**TASK PROMPT**
Exclude the pictures, then repeat the remaining data exactly.

**SOURCE MATERIAL**

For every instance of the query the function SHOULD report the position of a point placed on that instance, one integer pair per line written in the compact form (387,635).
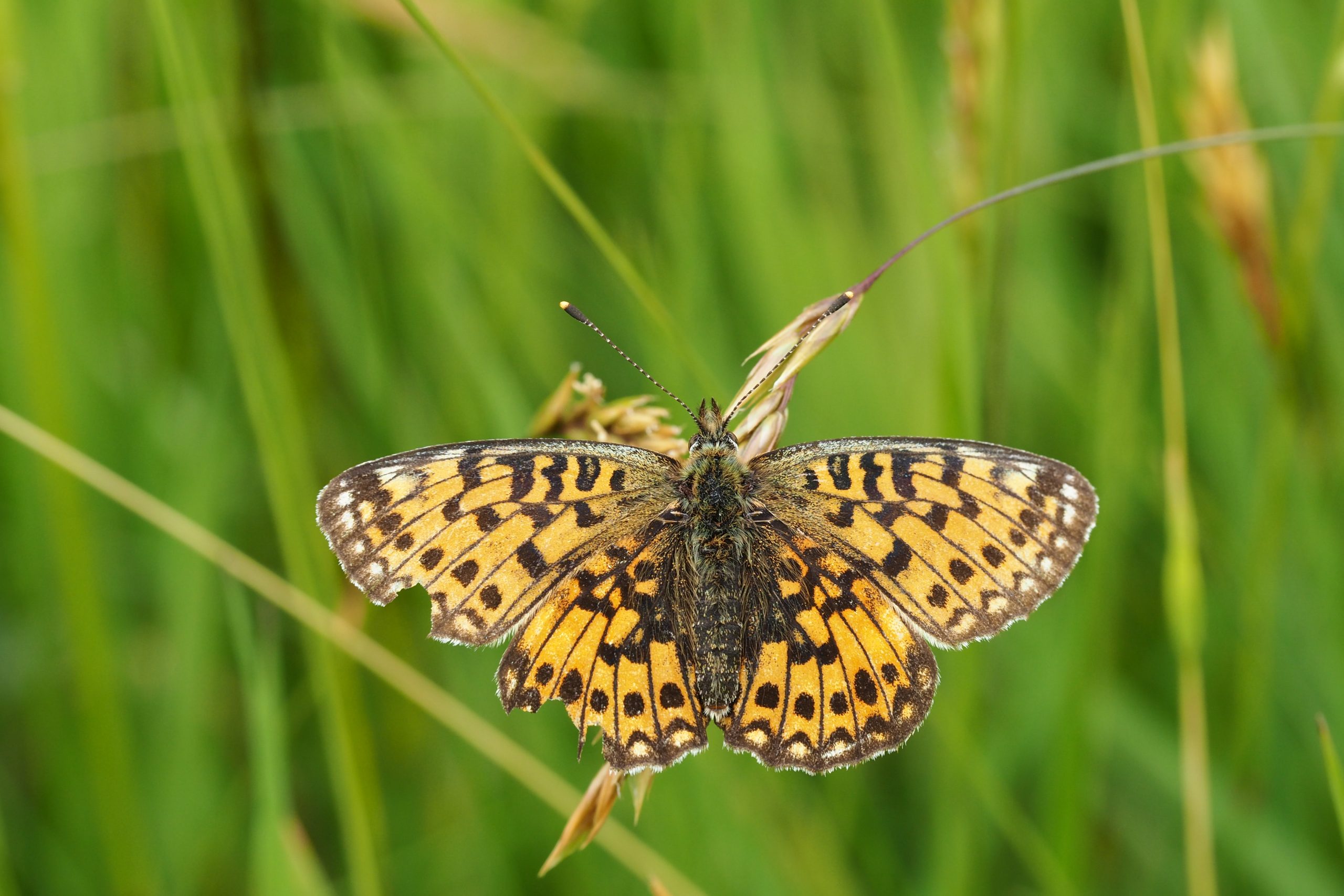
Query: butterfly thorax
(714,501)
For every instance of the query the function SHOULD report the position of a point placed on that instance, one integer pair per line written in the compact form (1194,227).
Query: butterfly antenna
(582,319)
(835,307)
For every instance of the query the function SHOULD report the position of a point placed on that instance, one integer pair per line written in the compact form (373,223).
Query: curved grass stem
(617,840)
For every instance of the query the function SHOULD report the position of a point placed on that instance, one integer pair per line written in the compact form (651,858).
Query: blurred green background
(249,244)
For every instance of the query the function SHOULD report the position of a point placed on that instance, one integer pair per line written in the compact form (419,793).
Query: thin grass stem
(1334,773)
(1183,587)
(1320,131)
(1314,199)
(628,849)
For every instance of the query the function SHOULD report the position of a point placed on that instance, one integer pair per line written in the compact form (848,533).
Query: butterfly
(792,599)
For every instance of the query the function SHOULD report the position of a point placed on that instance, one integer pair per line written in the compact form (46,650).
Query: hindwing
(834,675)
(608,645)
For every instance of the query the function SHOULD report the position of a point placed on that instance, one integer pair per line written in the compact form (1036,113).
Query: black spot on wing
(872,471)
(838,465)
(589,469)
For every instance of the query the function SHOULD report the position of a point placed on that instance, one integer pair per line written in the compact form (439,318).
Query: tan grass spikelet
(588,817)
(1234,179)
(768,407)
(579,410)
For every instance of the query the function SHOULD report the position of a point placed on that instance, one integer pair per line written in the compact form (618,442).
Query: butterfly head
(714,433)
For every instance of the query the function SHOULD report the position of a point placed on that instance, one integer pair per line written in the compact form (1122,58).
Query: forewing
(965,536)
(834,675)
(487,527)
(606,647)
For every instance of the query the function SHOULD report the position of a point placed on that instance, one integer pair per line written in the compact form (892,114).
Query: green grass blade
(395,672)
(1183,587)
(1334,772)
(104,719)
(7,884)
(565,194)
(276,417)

**ANSWER SPACE**
For every instance of the query the function SHOULD report the position of a point placed on that instance, one integer pair per line written in the compact form (387,635).
Query: butterfly thorax
(714,501)
For every instance of the query the function SHOULD report the position of a point placed on that instance, one integer pair per line written in the compact form (1194,227).
Query: butterfly antenna
(582,319)
(835,307)
For every instance of the query the function SHOULD report the position of a point placed on that instance, one integer pair per line written in the compact form (373,223).
Query: curved grass stem
(617,840)
For every instance of the query the function SHOULD report the position of a point placed on that instance, one integer pair per line written in the compact form (651,858).
Query: blurred green background
(249,244)
For every instance of the query the function SHOULD report the position of a point placed on that instance, one integer pair per line written in the compact form (419,793).
Query: thin grass stem
(1334,773)
(1183,587)
(1320,131)
(1314,199)
(628,849)
For every instance of the query the function SHOULD report the position of a point placed on that instance, one integer pair per line written in the compact form (848,533).
Query: butterfly
(792,599)
For every instance of the query the function SHOULD report the position of a point placed on that instance, one integer pair per line written in the compact form (46,650).
Query: hindwing
(834,675)
(608,645)
For every instance of the query the function SHOULD report the position of a point placed on that instance, one integer pair per line written in the compact form (1036,113).
Query: black spot on wing
(872,471)
(838,465)
(589,469)
For every instance of the query the function SHOULD report the position of a point placed on that instance, one integer pair per line written in the compact form (439,318).
Query: tan grass spikelet
(588,817)
(1234,179)
(768,407)
(579,410)
For every instance of the query the function SHOULD report the position of a point placed on that instance, one integer pair per line written in the compact form (618,442).
Query: butterfly head
(714,433)
For every instance of the query the function SHOULD report the position of a point placed on that instance, one integer pair per line written in the compact form (1122,58).
Query: forewing
(965,536)
(834,675)
(487,527)
(606,647)
For every instance of the query the function SHOULD report the position of a point placed on that instance, one integer pair per line written in the compact form (892,114).
Query: green grass blade
(395,672)
(1183,587)
(1334,772)
(104,719)
(7,884)
(565,194)
(276,417)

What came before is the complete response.